Если меня спросят – какой же он, Сахаров? – я немного стану в тупик. Мягкий, скажу, деликатный, застенчивый, не болтливый, с юмором, очень приветливый. Но, по-моему, он все время находится где-то в себе. Он и слушает, и даже внимательно, и отвечает, и сам говорит, но где-то внутри идет своя жизнь, свои мысли. Думаю, что это своеобразная самооборона, некое ограждение, умение сосредоточиться даже в кругу людей. Люся как-то сказала: «Убьют его демократы. Не советская власть, а демократы. Ведь всем им надо с ним говорить. И их много, не сосчитаешь. А он всех выслушивает, отказывать не умеет…»
Кроме того, он не умеет еще массы вещей. Например, подойти к железнодорожной кассе, вынуть свою книжечку Героя Социалистического Труда (трижды!) и сказать – дайте мне билет. В Киеве, на вокзале, это пришлось делать мне («Упаси Бог, он лучше умрет!»), так же как уговаривать проводника, чтоб их двоих поместили в один вагон, билеты-то дали, но в разные вагоны…
Ну, и жить по лжи тоже не умеет…
Когда я был на фронте, я мечтал об ордене. Когда получил, очень ему радовался. Через десять лет, когда тов. Гречуха вручал мне орден «Знак Почета» вместе с другими писателями ко дню трехсотлетия воссоединения Украины, мне было уже безразлично. За какой-то последующей медалью я уже просто не пошел в военкомат. А вот Брежневу в семьдесят лет не лень ежедневно, целую неделю подряд, напяливать на себя все эти монгольские и гдровские ленты да еще всех своих друзей-врагов вокруг этого ломберного столика собирать.

◆ **Описание задания**: Продолжите отрывок о Сахарове, начав сразу после фразы о ломберном столике.

◆ **Выборка данных**:
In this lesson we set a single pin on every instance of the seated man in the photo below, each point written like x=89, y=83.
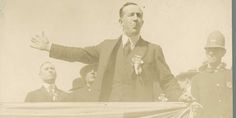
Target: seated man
x=48, y=92
x=212, y=86
x=87, y=92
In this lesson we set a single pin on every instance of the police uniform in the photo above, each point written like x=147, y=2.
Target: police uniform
x=212, y=87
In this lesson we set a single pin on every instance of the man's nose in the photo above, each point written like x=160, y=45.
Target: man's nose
x=211, y=53
x=135, y=17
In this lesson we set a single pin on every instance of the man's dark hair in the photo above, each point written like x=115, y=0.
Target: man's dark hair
x=126, y=4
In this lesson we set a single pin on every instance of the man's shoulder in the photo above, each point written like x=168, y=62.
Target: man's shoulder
x=39, y=90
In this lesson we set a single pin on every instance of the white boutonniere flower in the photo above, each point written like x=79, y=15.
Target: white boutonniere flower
x=137, y=64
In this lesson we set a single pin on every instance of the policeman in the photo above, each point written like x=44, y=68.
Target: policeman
x=212, y=86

◆ **Ответ**:
Думаю, Сахаров ни разу в жизни свои звездочки не надевал. Я, признаться, свою единственную лауреатскую медаль все-таки несколько раз привинчивал, правда, только в тех случаях, когда надо было идти к ректору университета или политехнического института, просить за детей моих еврейских друзей. А вот лучший мой друг, Александр Евдокимович Корнейчук, приглашая меня совершить поездку к знатным хлеборобам, очень удивился, когда я спросил его: «Что ж, сядем мы в ваш шикарный лимузин при всех орденах и медалях и поедем к труженикам жизнь узнавать?» – «А ты что, не заслужил эти медали, чего ты их стесняешься? Раз дали, носить надо. Я вот ношу».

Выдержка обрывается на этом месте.